{Movie Review} Undergods (2021)- A Bleak Joy

When Undergods opens with body collectors roaming the streets of a decayed cityscape, you know things are going to get gloomy.

With Undergods, first-time filmmaker Chino Moya invites us into a realm that oozes with heavy smog and the trapped despondency of its denizens. A seemingly post-apocalyptic “underworld” exists adjacent to an uncomfortably familiar, yet no less oppressive, dimension. Several linked vignettes give us a glimpse of these worlds connecting. Maybe brushing up against each other in a way that makes real connections noticeably sparse.

An abusive husband and his meek wife help a neighbor in need. But who have they really let into their home and lives? Is he there to right wrongs or to sow further misery?

A wealthy merchant attempts to pull off his biggest deal yet, but in the process might lose the only thing he loves. What price will he ultimately pay after a lifetime of profiting off others?

A man randomly gets a second chance at life. But what will that mean for the wife who thought he was dead? Will he really be any freer now than before?

YOUR TASK.
According to the Undergods review, who made the film, and was it his first? The lines that come next are taken from a separate source.

EXCERPTED DATA.
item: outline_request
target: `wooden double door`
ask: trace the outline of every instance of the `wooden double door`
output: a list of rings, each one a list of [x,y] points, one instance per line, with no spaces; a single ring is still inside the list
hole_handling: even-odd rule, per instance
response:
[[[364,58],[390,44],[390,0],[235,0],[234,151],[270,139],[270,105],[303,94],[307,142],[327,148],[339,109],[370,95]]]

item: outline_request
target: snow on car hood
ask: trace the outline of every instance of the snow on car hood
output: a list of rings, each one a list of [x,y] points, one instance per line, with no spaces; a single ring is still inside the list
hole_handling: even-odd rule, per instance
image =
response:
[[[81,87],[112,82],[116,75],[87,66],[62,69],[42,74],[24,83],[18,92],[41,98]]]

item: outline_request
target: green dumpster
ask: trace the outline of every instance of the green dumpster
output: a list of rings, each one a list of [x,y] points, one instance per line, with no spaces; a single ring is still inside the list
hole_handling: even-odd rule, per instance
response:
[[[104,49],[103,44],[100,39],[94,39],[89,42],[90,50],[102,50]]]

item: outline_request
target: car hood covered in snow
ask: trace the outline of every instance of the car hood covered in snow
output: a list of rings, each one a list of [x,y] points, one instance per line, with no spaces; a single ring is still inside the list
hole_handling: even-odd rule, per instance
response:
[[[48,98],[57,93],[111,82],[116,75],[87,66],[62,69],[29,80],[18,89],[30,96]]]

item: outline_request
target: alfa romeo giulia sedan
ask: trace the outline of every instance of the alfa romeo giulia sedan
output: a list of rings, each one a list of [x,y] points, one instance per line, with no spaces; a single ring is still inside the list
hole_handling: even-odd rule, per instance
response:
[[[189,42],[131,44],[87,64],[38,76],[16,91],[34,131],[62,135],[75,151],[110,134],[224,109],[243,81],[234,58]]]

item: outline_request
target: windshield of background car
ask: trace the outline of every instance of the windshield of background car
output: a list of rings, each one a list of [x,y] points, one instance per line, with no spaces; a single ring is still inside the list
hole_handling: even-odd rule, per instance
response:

SOLUTION.
Chino Moya made it, and it is his first film.